EXERCISE REQUIREMENTS
Copy the listing below, switching "marker" to "dot" everywhere and keeping everything else the same.

DATA EXTRACT
————
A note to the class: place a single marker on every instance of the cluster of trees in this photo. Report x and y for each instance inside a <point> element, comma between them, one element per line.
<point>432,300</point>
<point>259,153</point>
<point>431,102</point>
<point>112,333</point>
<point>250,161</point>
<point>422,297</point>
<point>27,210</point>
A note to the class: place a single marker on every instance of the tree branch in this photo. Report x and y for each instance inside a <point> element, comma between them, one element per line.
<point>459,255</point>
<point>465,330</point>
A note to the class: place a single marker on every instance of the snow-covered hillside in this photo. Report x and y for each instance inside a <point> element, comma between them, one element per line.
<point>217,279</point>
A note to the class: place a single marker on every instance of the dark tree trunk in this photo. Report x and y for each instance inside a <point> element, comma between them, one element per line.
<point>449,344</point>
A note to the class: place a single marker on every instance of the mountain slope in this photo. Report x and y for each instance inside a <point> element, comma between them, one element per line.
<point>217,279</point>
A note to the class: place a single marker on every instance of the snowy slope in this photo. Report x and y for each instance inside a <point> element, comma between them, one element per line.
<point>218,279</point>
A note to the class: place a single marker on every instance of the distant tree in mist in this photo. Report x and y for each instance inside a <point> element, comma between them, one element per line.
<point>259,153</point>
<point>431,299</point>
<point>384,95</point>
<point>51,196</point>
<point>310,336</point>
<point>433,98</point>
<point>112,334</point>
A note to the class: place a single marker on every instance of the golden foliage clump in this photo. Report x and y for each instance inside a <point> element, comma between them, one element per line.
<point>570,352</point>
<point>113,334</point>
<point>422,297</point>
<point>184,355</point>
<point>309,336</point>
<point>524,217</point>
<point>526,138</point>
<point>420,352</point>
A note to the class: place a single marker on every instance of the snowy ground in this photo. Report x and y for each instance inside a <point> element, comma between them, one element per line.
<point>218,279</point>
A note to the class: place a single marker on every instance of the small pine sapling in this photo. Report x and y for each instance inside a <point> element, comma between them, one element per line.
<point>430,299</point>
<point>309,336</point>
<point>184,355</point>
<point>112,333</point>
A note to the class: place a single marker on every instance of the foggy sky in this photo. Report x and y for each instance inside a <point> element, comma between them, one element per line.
————
EXERCISE SOLUTION
A note to the class: place a single dot on every instance of the cluster of trees in this photo. Report x and y for each instance inside a <point> element, comma between them, one element per line.
<point>432,300</point>
<point>259,153</point>
<point>431,102</point>
<point>112,333</point>
<point>250,161</point>
<point>422,297</point>
<point>27,210</point>
A note to the class: place a single dot on every instance of the tree branch in this photo. Report x and y for each instance inside a <point> element, comma between them, one element per line.
<point>459,255</point>
<point>465,330</point>
A note to the class: place a single dot on every instance of the snow-covered hillside in this photo. Report x and y for each instance inside a <point> element, comma between them, one element per line.
<point>217,279</point>
A note to the class: place a single dot on every instance of the dark tree trunk in this photo. Report x and y for each instance inside a <point> element, comma between them, one element per line.
<point>449,344</point>
A note to the class: place a single dot on every instance of the mountain slope in this photo. Report x and y for each instance inside a <point> element, comma between them, one element per line.
<point>217,279</point>
A note to the class: place a single dot on every instance of the snowy slope in this photo. Report x and y for each instance inside a <point> element, comma between them, one element per line.
<point>218,279</point>
A note to the class: place a single dot on every instance of the distant tree in mist in this photo. Report x and y for each instance inside a <point> element, comma between them, one element per line.
<point>259,153</point>
<point>431,299</point>
<point>384,95</point>
<point>51,196</point>
<point>310,336</point>
<point>433,98</point>
<point>112,334</point>
A note to the class: place a single dot on every instance of the golden foliage clump in this photo. Report x and y for each instance inside a <point> element, comma between them, one element per line.
<point>570,352</point>
<point>113,334</point>
<point>422,297</point>
<point>184,355</point>
<point>309,336</point>
<point>524,217</point>
<point>526,138</point>
<point>420,352</point>
A note to the class: place a single dot on every instance of the snowy ground in this photo. Report x and y for each instance inside a <point> element, comma between them, one element per line.
<point>218,279</point>
A note to the class: place a single dot on every instance of the small pine sapling in this photo. Report x and y for each instance inside a <point> element, comma between them, one element per line.
<point>430,299</point>
<point>309,336</point>
<point>184,355</point>
<point>112,333</point>
A note to the class: place a single dot on every instance of the foggy sky in this photo. Report x and y for each instance inside a <point> element, comma between them, one element per line.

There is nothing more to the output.